AIM — Exactly reproduce the lines beginning with the line that includes "Reviewer note: every instance of the deer's right" and ending with the last line of the data.

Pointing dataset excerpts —

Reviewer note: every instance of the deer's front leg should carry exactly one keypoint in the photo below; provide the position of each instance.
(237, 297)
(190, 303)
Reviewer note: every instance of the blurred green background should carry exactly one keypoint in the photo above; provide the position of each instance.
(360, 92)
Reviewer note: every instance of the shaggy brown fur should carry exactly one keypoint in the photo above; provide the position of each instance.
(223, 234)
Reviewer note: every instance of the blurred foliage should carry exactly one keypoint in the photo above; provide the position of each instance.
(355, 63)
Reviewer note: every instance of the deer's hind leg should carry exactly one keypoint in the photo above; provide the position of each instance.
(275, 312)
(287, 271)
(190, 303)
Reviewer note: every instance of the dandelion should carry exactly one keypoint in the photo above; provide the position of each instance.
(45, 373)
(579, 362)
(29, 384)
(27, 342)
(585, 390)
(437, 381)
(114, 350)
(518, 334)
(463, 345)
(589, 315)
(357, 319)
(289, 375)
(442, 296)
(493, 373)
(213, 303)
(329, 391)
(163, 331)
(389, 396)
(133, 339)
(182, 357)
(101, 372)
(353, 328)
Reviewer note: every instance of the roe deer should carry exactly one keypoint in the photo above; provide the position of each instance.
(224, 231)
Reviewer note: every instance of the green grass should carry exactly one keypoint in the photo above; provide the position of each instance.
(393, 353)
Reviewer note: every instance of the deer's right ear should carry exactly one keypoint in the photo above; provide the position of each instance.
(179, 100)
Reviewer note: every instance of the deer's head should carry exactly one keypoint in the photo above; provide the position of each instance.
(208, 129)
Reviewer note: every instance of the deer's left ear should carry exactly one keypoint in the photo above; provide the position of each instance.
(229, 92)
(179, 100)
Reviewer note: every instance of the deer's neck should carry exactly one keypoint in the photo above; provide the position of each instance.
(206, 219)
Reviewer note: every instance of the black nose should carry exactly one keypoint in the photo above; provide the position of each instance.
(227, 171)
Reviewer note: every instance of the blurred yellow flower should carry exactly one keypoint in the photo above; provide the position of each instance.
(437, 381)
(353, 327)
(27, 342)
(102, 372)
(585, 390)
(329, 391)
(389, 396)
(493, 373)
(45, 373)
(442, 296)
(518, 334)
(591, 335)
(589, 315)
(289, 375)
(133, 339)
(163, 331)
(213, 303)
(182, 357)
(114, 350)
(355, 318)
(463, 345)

SOLUTION TO THIS PROBLEM —
Reviewer note: every instance of the deer's right ear should carry exactly one keypoint in the photo above; provide the position of each instance.
(179, 100)
Reviewer note: every instance of the deer's head should carry exactly one keypoint in the photo above; provide the position of each instance.
(208, 129)
Reviewer note: every instance of the deer's left ear should carry exactly one keypoint in the photo above; provide the position of each instance.
(229, 92)
(179, 100)
Reviewer note: every instance of the deer's neck should carry exactly one keypoint in the photo above; provide the position of each instance.
(206, 219)
Reviewer note: every instance of the black nose should carry exactly one keypoint in the photo above; provide the position of each instance.
(227, 171)
Reviewer note: every instance of the blurred yellow flower should carry exactly one keypoint in the photo above; provide the position of each instance.
(437, 381)
(353, 327)
(27, 342)
(102, 372)
(585, 390)
(329, 391)
(389, 396)
(493, 373)
(45, 373)
(442, 296)
(518, 334)
(591, 335)
(589, 315)
(289, 375)
(133, 339)
(163, 331)
(213, 303)
(182, 357)
(114, 350)
(355, 318)
(463, 345)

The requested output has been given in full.